What you have to do> Extend the passage on contingency planning for the City's wastewater SCADA system, beginning after its final sentence.

Selection>

----

The City felt that the current SCADA system design and the procedures in place can respond
to the environmental listed threats and most of the human errors; however the City was very
concerned with the natural disasters affects and the ramification of any terrorist attack on the
central SCADA system.

Various types of contingency plans were studied; however the COOP (Continuity of
Operation Plan) was adapted, customized for the City’s wastewater operations, and
developed to match the currently operating SCADA system.

The COOP was selected, as it focuses on restoring the wastewater SCADA essential
functions at alternate sites and performs the necessary functions for a certain period of time
before returning to normal operations. The COOP was also chosen because it addresses the
City Center of Operations model requirements on one hand, and is developed and executed
independently from the BCP (Business Continuity Plan) that applies to general City services
and the IT system on the other. Because the COOP emphasizes the recovery of the SCADA
operational capability at an alternate site, the plan intentionally does not include the City’s
IT operations. In addition, minor disruptions such as short term power failure or local
communication failure that do not require relocation to an alternate site were taken into
consideration, and therefore were not addressed.

In accordance with PDD-63, Critical Infrastructure Protection, COOP plans for systems that
are critical to supporting the nation’s infrastructure are to be in place by May 2003.

Once it was established that the DRC design would follow the COOP standards, the System
Development Life Cycle (SDLC) was examined to reduce the overall contingency planning
costs, to enhance contingency capabilities, and to reduce the impacts to system operations
when the contingency plan is implemented.

----

Listing>
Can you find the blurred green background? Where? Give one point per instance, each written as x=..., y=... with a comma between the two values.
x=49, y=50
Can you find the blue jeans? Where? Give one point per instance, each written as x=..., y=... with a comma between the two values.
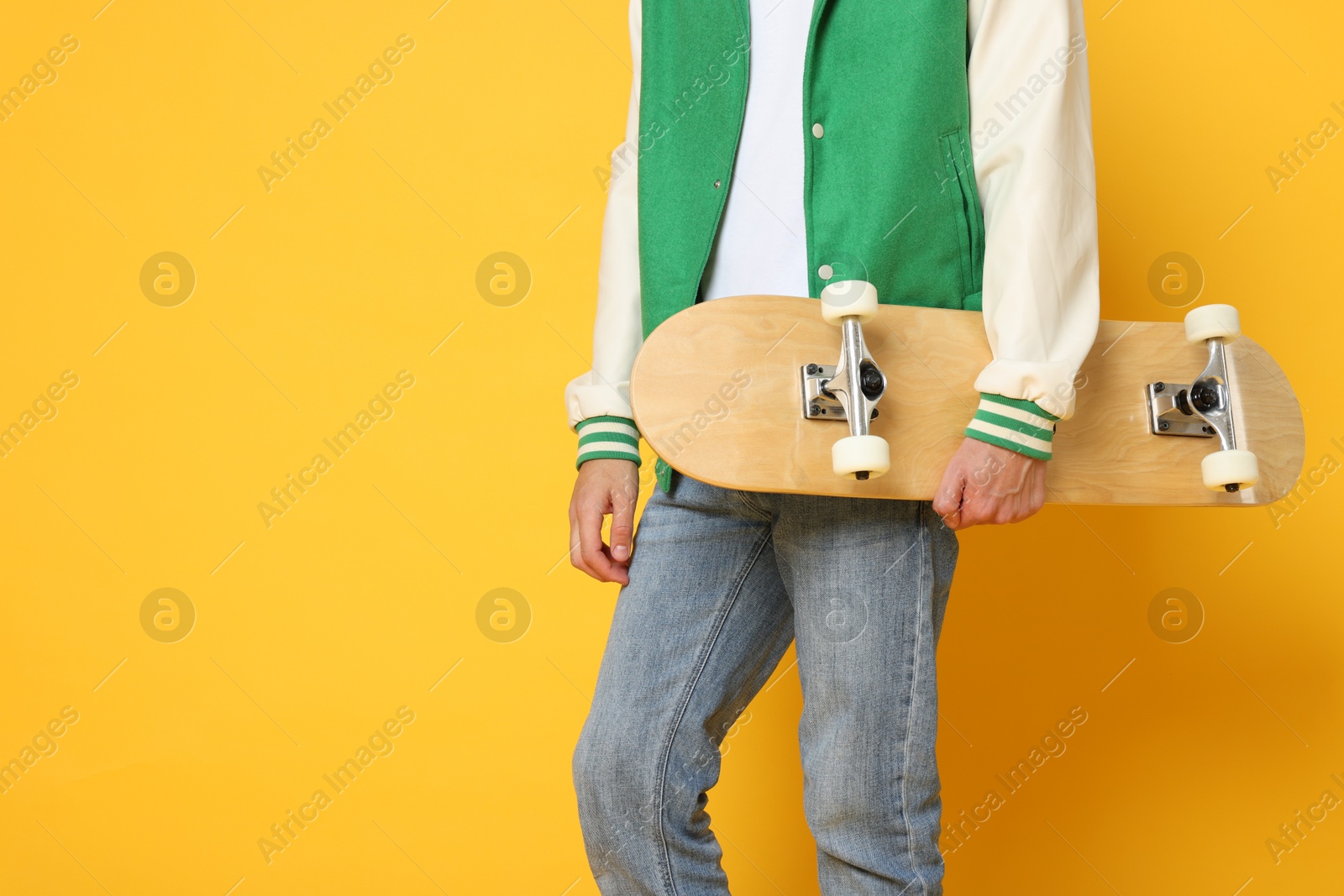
x=721, y=582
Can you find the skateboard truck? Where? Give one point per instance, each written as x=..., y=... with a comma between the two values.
x=851, y=390
x=1203, y=409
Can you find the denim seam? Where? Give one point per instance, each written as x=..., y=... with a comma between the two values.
x=911, y=714
x=685, y=701
x=752, y=506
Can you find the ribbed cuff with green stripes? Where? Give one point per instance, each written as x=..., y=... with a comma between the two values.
x=608, y=437
x=1014, y=423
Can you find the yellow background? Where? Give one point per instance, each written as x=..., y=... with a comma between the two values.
x=363, y=595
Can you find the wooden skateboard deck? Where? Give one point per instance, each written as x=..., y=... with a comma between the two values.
x=717, y=394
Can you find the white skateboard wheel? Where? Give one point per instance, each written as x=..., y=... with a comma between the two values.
x=1213, y=322
x=860, y=453
x=1230, y=468
x=848, y=298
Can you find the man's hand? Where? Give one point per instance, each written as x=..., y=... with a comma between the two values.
x=988, y=484
x=604, y=486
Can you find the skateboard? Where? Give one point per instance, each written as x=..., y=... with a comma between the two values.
x=851, y=398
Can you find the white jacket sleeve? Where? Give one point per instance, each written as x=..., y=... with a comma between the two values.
x=1032, y=140
x=598, y=402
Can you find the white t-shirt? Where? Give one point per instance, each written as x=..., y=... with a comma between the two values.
x=763, y=241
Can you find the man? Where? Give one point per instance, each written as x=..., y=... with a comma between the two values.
x=774, y=145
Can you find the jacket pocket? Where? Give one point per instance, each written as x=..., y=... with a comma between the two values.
x=968, y=217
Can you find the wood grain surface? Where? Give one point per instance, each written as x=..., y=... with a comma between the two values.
x=716, y=392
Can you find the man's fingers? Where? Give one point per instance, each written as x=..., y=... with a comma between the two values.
x=622, y=526
x=591, y=542
x=575, y=547
x=948, y=501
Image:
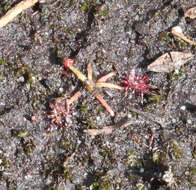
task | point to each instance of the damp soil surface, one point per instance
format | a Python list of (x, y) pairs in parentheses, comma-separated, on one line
[(153, 142)]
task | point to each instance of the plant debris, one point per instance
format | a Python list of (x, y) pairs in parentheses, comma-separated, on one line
[(12, 13), (168, 62), (92, 85), (104, 130), (191, 13), (177, 31)]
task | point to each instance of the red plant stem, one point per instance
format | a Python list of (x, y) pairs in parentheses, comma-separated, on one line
[(104, 103), (90, 72), (74, 97), (106, 77), (108, 85)]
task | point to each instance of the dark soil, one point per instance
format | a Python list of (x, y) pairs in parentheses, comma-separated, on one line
[(153, 145)]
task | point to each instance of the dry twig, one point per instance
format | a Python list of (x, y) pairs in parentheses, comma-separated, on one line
[(12, 13)]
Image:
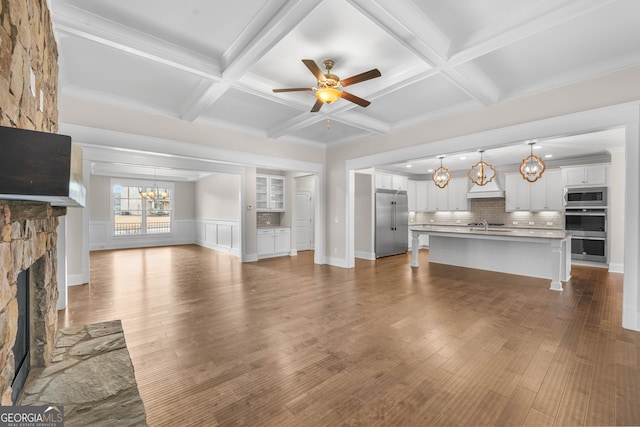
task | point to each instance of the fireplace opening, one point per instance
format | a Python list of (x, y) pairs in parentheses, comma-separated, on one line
[(22, 347)]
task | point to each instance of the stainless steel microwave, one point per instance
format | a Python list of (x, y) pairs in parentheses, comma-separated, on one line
[(585, 196)]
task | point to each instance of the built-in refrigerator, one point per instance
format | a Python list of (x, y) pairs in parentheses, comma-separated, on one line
[(392, 222)]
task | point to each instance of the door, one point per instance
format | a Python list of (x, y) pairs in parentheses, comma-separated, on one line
[(304, 221)]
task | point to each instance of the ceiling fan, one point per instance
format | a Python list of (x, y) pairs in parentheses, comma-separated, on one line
[(328, 90)]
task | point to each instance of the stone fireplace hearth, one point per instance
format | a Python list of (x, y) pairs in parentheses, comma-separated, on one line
[(27, 242)]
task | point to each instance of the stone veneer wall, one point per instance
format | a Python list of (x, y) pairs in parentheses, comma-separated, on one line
[(27, 45), (28, 241)]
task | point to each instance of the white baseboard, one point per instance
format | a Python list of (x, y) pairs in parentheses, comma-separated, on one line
[(77, 279), (250, 258), (630, 318), (371, 256), (616, 268), (336, 262)]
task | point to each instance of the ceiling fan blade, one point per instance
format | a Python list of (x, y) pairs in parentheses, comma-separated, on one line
[(355, 99), (315, 70), (367, 75), (293, 89), (316, 106)]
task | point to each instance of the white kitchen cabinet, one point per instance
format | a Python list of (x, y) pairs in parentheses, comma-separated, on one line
[(547, 192), (399, 182), (411, 195), (384, 180), (273, 241), (393, 182), (270, 193), (585, 175), (417, 195), (437, 198), (421, 195), (457, 198), (517, 193)]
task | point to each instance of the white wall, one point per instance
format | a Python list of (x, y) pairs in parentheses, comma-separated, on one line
[(364, 200), (615, 218), (217, 197)]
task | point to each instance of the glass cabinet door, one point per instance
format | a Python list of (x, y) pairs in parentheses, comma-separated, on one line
[(262, 193), (276, 193)]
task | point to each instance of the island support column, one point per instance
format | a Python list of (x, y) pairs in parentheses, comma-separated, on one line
[(415, 239)]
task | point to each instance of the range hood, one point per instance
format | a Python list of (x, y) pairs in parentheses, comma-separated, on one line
[(40, 166), (491, 190)]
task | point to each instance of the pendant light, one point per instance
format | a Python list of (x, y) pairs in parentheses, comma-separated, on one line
[(532, 166), (482, 172), (441, 176)]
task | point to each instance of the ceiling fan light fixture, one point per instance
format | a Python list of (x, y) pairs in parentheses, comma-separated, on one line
[(328, 95)]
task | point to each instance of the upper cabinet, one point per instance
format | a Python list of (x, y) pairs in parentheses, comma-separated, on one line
[(391, 182), (417, 195), (270, 193), (585, 175), (543, 195)]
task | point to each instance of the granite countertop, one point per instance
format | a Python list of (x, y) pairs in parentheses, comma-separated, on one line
[(493, 231)]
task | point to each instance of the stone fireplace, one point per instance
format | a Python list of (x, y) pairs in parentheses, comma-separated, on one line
[(28, 100), (28, 243)]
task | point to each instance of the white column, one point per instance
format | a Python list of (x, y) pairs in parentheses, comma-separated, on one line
[(61, 268), (557, 261), (415, 247), (630, 295)]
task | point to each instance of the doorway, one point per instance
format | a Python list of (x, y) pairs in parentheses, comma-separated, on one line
[(304, 220)]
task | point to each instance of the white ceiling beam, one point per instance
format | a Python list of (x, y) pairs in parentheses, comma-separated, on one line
[(260, 37), (107, 33), (274, 21), (403, 20), (538, 17)]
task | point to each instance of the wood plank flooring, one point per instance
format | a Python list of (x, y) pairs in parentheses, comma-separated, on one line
[(285, 342)]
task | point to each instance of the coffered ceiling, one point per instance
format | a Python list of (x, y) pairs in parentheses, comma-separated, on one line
[(218, 61)]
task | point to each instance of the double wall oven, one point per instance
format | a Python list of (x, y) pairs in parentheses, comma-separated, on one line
[(586, 219)]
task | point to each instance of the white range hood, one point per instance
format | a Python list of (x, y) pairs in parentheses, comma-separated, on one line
[(490, 190)]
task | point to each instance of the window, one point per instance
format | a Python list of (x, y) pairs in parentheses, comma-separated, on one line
[(137, 215)]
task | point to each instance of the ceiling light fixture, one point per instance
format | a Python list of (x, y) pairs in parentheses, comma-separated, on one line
[(478, 172), (328, 95), (154, 195), (532, 166), (441, 177)]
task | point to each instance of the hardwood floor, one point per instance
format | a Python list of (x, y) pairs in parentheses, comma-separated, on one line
[(285, 342)]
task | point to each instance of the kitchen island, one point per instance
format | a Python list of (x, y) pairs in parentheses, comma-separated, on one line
[(537, 253)]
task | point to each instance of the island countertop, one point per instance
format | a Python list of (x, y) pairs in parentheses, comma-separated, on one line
[(544, 253), (493, 231)]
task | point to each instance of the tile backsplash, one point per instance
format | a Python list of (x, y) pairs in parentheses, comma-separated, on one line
[(267, 219), (493, 211)]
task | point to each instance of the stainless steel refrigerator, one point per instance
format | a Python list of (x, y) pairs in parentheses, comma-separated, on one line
[(392, 222)]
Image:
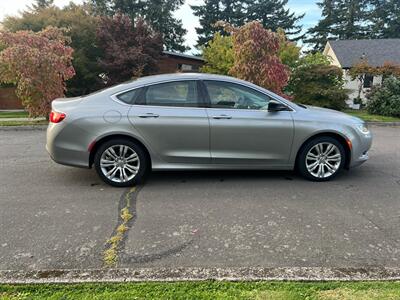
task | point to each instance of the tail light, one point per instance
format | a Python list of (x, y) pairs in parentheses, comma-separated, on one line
[(56, 117)]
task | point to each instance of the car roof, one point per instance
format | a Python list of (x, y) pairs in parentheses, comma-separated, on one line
[(152, 79)]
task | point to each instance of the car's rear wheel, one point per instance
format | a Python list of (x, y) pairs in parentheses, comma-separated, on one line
[(121, 162), (321, 159)]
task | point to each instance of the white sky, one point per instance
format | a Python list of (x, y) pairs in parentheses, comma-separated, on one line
[(13, 7)]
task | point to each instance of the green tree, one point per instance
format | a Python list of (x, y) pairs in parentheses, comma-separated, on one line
[(212, 11), (81, 27), (271, 13), (256, 59), (341, 19), (38, 64), (157, 13), (218, 55), (129, 51), (40, 4), (289, 52), (316, 82), (385, 19), (385, 100)]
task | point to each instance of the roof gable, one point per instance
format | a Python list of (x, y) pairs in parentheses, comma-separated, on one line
[(377, 52)]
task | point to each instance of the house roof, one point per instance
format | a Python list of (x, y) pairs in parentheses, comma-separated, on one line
[(377, 52), (170, 53)]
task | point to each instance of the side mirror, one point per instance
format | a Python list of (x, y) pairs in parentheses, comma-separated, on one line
[(274, 106)]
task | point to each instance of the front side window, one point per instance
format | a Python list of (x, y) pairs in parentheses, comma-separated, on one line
[(127, 97), (177, 93), (235, 96)]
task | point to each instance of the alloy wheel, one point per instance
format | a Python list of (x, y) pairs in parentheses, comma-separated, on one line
[(119, 163), (323, 160)]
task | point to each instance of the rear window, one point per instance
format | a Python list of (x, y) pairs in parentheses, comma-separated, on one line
[(128, 96)]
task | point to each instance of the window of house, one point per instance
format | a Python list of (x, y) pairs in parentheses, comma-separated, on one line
[(368, 80), (177, 93), (230, 95)]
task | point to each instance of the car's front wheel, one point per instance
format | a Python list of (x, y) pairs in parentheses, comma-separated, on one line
[(321, 159), (121, 162)]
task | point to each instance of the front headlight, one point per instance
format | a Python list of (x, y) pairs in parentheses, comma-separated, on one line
[(363, 128)]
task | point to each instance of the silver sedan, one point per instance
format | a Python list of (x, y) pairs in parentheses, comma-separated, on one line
[(200, 121)]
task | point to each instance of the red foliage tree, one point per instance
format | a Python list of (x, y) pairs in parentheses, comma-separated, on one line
[(38, 64), (129, 50), (256, 57)]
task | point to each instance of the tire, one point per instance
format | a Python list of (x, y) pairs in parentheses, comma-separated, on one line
[(321, 164), (123, 169)]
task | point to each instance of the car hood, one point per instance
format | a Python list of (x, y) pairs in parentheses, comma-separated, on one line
[(326, 113)]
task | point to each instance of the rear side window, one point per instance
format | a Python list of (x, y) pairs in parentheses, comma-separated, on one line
[(177, 93), (128, 96)]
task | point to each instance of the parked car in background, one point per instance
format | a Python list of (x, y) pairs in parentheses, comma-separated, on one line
[(200, 121)]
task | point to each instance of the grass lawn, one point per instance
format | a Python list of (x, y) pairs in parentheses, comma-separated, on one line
[(22, 123), (14, 114), (362, 114), (207, 290)]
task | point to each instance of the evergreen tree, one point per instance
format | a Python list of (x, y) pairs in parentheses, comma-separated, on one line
[(211, 12), (272, 14), (319, 34), (341, 19), (157, 13), (40, 4), (385, 18)]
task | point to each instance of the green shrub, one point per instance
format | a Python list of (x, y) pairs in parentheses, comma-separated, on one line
[(385, 100)]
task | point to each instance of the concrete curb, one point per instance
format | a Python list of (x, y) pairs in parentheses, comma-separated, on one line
[(23, 128), (199, 274), (384, 124)]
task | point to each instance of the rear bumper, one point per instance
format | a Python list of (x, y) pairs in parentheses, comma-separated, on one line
[(66, 148)]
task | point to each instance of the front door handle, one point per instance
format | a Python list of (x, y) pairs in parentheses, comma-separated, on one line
[(222, 117), (149, 115)]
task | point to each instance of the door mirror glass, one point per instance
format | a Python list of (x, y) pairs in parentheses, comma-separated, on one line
[(274, 106)]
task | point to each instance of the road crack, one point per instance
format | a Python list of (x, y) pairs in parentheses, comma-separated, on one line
[(127, 212)]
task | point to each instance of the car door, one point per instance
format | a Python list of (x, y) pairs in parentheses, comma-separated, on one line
[(170, 119), (242, 131)]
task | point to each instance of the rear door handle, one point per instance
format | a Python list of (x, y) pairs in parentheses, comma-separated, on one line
[(222, 117), (149, 115)]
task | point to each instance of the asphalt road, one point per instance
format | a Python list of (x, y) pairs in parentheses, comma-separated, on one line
[(57, 217)]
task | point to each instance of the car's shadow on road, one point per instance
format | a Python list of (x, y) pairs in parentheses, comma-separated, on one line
[(85, 177)]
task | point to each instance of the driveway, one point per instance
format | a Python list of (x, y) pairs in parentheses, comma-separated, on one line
[(57, 217)]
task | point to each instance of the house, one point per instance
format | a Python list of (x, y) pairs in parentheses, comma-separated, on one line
[(345, 53), (172, 62)]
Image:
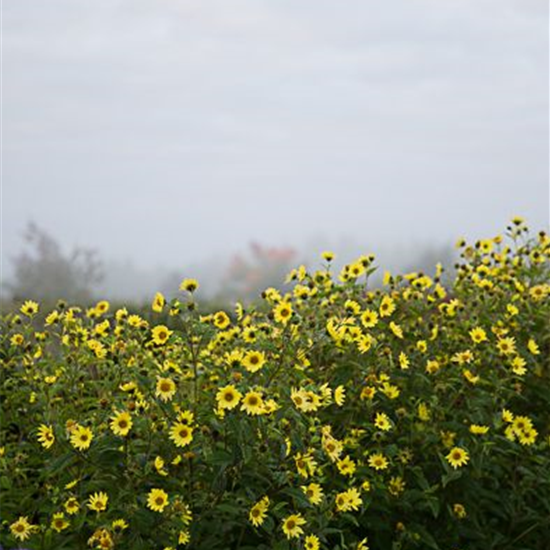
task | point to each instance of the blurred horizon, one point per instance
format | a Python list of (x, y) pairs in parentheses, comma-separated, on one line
[(171, 135)]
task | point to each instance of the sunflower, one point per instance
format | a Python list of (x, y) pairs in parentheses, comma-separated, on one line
[(457, 457), (166, 389), (253, 403), (157, 500), (346, 466), (382, 422), (21, 529), (46, 436), (506, 346), (313, 492), (71, 506), (190, 285), (59, 523), (161, 334), (81, 437), (181, 434), (348, 500), (387, 306), (228, 397), (184, 537), (158, 302), (102, 307), (258, 512), (29, 308), (340, 395), (98, 502), (119, 525), (478, 335), (221, 320), (292, 526), (378, 461), (121, 423), (282, 312), (254, 360), (312, 543)]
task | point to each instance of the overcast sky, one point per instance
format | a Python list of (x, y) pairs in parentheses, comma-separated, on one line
[(167, 131)]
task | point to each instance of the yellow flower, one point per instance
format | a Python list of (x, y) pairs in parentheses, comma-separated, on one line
[(184, 537), (59, 523), (396, 329), (404, 362), (159, 466), (382, 422), (387, 306), (81, 437), (157, 500), (46, 436), (166, 389), (101, 307), (476, 429), (369, 318), (258, 512), (478, 335), (228, 397), (348, 500), (29, 308), (121, 423), (533, 347), (378, 461), (71, 506), (253, 403), (507, 416), (161, 334), (423, 412), (254, 360), (507, 345), (119, 525), (457, 457), (313, 492), (396, 486), (346, 466), (158, 302), (98, 502), (292, 526), (181, 434), (190, 285), (21, 529), (221, 320), (340, 395), (282, 312), (17, 339), (312, 542)]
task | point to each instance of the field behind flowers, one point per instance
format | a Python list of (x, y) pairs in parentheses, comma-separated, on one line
[(330, 414)]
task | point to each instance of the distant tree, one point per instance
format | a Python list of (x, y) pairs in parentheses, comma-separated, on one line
[(246, 277), (44, 272)]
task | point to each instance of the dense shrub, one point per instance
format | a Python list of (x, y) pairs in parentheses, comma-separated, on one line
[(333, 416)]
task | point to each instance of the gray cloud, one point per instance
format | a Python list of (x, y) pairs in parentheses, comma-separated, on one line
[(169, 131)]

----

Expected answer>
   •   Initiation Phase. During the initiation phase, DRC system requirements were
       identified and matched to the City wastewater SCADA operational processes. The
       DRC system requires very high availability therefore redundant, real-time mirroring
       at an alternate site and fail-over capabilities were built into the system design. During
       this phase, the new DRC system was also evaluated against other existing and
       planned SCADA and communications systems to determine its appropriate switch
       over and recovery procedures.
   •   Development/Acquisition Phase. During the design phase significant emphasis was
       given to the redundancy and robustness of the DRC system architecture to optimize
       reliability, maintainability, and availability during the operation/maintenance phase.
       By incorporating those factors into the early stages of the DRC design,
       implementation costs were reduced and issues relating to future planned system
       upgrades (mainly replacing the current OS from Unix-based to an MS-based SCADA
       open architecture system) were dealt with as well. Continuous data replication and
       mirroring was planned to take place to ensure that the DRC was ready to take over
       when needed. DRC data communication system reliability and availability were one
       of the major concerns during the design phase, as the City wastewater SCADA
       communications components, services and paths had to be carefully examined.
       SCADA power supply systems (regular feed and UPS) had to be reviewed and
       appropriately sized for load balancing.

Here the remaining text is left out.